(Saved data entries)
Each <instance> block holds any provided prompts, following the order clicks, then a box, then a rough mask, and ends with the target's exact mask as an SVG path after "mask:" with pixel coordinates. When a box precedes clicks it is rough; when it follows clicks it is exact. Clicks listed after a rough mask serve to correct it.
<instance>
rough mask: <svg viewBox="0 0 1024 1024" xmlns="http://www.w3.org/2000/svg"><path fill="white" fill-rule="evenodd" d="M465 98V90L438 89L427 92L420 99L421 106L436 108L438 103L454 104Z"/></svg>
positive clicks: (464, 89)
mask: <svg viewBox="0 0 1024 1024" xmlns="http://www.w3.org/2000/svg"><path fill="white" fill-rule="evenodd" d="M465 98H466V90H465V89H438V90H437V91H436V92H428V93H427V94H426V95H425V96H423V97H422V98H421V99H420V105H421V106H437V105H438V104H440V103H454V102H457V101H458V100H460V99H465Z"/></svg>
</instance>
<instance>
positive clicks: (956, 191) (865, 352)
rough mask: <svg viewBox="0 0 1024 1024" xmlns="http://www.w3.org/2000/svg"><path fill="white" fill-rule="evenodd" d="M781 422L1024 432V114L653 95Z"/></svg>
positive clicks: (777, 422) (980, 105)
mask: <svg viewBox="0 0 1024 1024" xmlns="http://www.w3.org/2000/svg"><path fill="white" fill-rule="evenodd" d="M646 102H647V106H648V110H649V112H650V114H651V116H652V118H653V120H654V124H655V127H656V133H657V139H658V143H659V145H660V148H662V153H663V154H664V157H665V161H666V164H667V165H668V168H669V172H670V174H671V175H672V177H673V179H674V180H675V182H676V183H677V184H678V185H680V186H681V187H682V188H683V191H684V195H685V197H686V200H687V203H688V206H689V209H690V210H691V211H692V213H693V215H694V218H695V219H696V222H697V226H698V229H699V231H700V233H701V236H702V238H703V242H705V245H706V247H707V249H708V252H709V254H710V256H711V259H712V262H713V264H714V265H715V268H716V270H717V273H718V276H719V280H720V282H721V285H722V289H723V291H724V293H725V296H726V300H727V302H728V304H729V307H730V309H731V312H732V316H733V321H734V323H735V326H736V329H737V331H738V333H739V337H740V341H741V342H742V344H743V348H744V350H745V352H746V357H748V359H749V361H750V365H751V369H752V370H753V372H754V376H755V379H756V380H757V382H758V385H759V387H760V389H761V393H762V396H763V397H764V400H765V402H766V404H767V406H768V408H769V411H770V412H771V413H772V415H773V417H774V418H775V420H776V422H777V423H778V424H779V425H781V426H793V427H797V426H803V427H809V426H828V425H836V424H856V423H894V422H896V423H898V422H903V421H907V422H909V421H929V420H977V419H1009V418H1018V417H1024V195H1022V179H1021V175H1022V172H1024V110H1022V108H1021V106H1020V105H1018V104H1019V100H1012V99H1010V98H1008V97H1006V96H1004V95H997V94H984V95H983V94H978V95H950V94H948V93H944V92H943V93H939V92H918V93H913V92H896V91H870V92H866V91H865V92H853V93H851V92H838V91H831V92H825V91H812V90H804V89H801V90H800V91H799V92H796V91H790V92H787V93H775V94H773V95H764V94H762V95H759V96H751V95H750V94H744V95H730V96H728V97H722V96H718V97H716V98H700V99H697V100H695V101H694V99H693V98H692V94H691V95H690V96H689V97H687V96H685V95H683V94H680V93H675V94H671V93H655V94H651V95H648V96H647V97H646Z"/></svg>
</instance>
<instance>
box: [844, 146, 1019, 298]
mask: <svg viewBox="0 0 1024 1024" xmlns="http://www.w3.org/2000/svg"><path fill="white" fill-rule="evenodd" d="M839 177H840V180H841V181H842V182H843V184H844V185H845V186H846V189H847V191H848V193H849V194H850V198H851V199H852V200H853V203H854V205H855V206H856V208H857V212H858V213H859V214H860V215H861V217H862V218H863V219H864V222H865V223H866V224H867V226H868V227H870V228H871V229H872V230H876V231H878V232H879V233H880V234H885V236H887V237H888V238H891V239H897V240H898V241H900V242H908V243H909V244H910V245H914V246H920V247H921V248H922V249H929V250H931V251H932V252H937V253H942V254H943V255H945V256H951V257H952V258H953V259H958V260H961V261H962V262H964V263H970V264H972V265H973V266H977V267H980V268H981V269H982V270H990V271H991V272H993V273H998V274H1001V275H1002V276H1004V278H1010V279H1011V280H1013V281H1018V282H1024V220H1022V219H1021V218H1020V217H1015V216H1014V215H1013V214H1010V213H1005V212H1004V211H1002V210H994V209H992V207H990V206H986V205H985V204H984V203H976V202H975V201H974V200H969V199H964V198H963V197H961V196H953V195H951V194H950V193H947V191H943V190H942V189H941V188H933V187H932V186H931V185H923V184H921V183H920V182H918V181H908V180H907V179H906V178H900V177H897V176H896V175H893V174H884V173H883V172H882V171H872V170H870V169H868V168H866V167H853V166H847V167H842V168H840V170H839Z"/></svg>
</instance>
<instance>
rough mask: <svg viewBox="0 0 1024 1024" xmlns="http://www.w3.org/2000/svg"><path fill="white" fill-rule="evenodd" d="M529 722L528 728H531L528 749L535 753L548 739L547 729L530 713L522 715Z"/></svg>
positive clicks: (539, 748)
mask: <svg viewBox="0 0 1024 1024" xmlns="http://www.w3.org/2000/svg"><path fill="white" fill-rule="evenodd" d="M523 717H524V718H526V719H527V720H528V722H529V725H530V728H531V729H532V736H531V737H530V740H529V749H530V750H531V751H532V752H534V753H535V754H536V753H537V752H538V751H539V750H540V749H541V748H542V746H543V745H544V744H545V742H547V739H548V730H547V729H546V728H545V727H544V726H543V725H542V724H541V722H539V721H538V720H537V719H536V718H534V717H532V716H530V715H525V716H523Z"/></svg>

◆ **WHAT TO DO**
The data must be output in full, exactly as given.

◆ **RESULT**
Each <instance> block holds any provided prompts, following the order clicks, then a box, then a rough mask, and ends with the target's exact mask as an SVG path after "mask:" with pixel coordinates. When a box precedes clicks it is rough; when it follows clicks it is exact. Clicks listed after a rough mask serve to correct it.
<instance>
rough mask: <svg viewBox="0 0 1024 1024" xmlns="http://www.w3.org/2000/svg"><path fill="white" fill-rule="evenodd" d="M465 98V90L438 89L427 92L420 99L421 106L436 108L438 103L454 104Z"/></svg>
positive clicks: (464, 89)
mask: <svg viewBox="0 0 1024 1024" xmlns="http://www.w3.org/2000/svg"><path fill="white" fill-rule="evenodd" d="M465 98H466V90H465V89H438V90H437V91H436V92H428V93H427V94H426V95H425V96H423V97H422V98H421V99H420V105H421V106H437V105H438V104H440V103H454V102H457V101H458V100H460V99H465Z"/></svg>
</instance>
<instance>
positive clicks: (956, 191) (865, 352)
rough mask: <svg viewBox="0 0 1024 1024" xmlns="http://www.w3.org/2000/svg"><path fill="white" fill-rule="evenodd" d="M781 422L1024 432V114L653 95Z"/></svg>
positive clicks: (777, 422) (980, 105)
mask: <svg viewBox="0 0 1024 1024" xmlns="http://www.w3.org/2000/svg"><path fill="white" fill-rule="evenodd" d="M646 102H647V106H648V110H649V112H650V114H651V116H652V118H653V120H654V124H655V127H656V133H657V139H658V143H659V145H660V148H662V153H663V154H664V157H665V161H666V164H667V165H668V168H669V172H670V174H671V175H672V177H673V179H674V180H675V182H676V183H677V184H678V185H680V186H681V187H682V188H683V191H684V195H685V197H686V200H687V203H688V206H689V209H690V210H691V211H692V213H693V215H694V218H695V219H696V222H697V226H698V229H699V231H700V233H701V236H702V238H703V242H705V245H706V247H707V249H708V252H709V254H710V256H711V259H712V262H713V264H714V265H715V268H716V270H717V273H718V276H719V280H720V282H721V285H722V289H723V291H724V293H725V296H726V300H727V302H728V304H729V307H730V309H731V312H732V316H733V321H734V323H735V326H736V329H737V331H738V333H739V337H740V341H741V342H742V344H743V348H744V350H745V352H746V357H748V359H749V361H750V365H751V369H752V370H753V372H754V376H755V379H756V380H757V382H758V385H759V387H760V389H761V393H762V396H763V397H764V400H765V402H766V404H767V406H768V408H769V411H770V412H771V413H772V415H773V417H774V418H775V420H776V422H777V423H778V424H779V425H781V426H793V427H797V426H803V427H809V426H828V425H836V424H856V423H894V422H896V423H898V422H903V421H907V422H909V421H929V420H977V419H1009V418H1018V417H1024V195H1022V179H1021V175H1022V172H1024V110H1022V108H1021V106H1020V105H1018V104H1019V100H1012V99H1010V98H1008V97H1006V96H1004V95H997V94H984V95H983V94H978V95H950V94H948V93H944V92H943V93H939V92H918V93H913V92H896V91H870V92H866V91H865V92H853V93H851V92H838V91H831V92H825V91H812V90H804V89H801V90H800V91H799V92H796V91H790V92H787V93H775V94H773V95H764V94H762V95H759V96H751V95H750V94H744V95H730V96H728V97H722V96H718V97H716V98H700V99H697V100H695V101H694V99H693V98H692V94H691V95H690V96H689V97H687V96H685V95H683V94H680V93H675V94H671V93H655V94H651V95H648V96H647V97H646Z"/></svg>
</instance>
<instance>
box: [844, 146, 1019, 298]
mask: <svg viewBox="0 0 1024 1024" xmlns="http://www.w3.org/2000/svg"><path fill="white" fill-rule="evenodd" d="M839 177H840V180H841V181H842V182H843V184H844V185H845V186H846V189H847V191H848V193H849V194H850V198H851V199H852V200H853V203H854V205H855V206H856V208H857V212H858V213H859V214H860V215H861V217H862V218H863V219H864V222H865V223H866V224H867V226H868V227H870V228H871V229H872V230H876V231H878V232H879V233H880V234H885V236H887V237H888V238H891V239H897V240H898V241H900V242H908V243H909V244H910V245H914V246H920V247H921V248H922V249H929V250H931V251H932V252H937V253H942V254H943V255H945V256H951V257H952V258H953V259H958V260H961V261H962V262H964V263H970V264H972V265H973V266H977V267H980V268H981V269H982V270H990V271H991V272H993V273H998V274H1001V275H1002V276H1004V278H1010V279H1011V280H1013V281H1018V282H1024V220H1022V219H1021V218H1020V217H1015V216H1014V215H1013V214H1010V213H1005V212H1004V211H1002V210H994V209H992V207H990V206H986V205H985V204H984V203H976V202H975V201H974V200H969V199H964V198H963V197H961V196H953V195H951V194H950V193H947V191H943V190H942V189H941V188H933V187H932V186H931V185H923V184H921V183H920V182H918V181H908V180H907V179H906V178H900V177H897V176H896V175H893V174H884V173H883V172H882V171H872V170H870V169H868V168H866V167H853V166H847V167H842V168H840V170H839Z"/></svg>
</instance>
<instance>
rough mask: <svg viewBox="0 0 1024 1024" xmlns="http://www.w3.org/2000/svg"><path fill="white" fill-rule="evenodd" d="M529 722L528 728H531L528 749L535 753L548 739L547 729L530 713L522 715Z"/></svg>
positive clicks: (539, 748)
mask: <svg viewBox="0 0 1024 1024" xmlns="http://www.w3.org/2000/svg"><path fill="white" fill-rule="evenodd" d="M523 717H524V718H526V719H527V720H528V722H529V725H530V728H531V729H532V736H531V737H530V740H529V749H530V750H531V751H532V752H534V753H535V754H536V753H537V752H538V751H539V750H540V749H541V748H542V746H543V745H544V744H545V742H547V739H548V730H547V729H546V728H545V727H544V726H543V725H542V724H541V722H539V721H538V720H537V719H536V718H534V717H532V716H530V715H525V716H523Z"/></svg>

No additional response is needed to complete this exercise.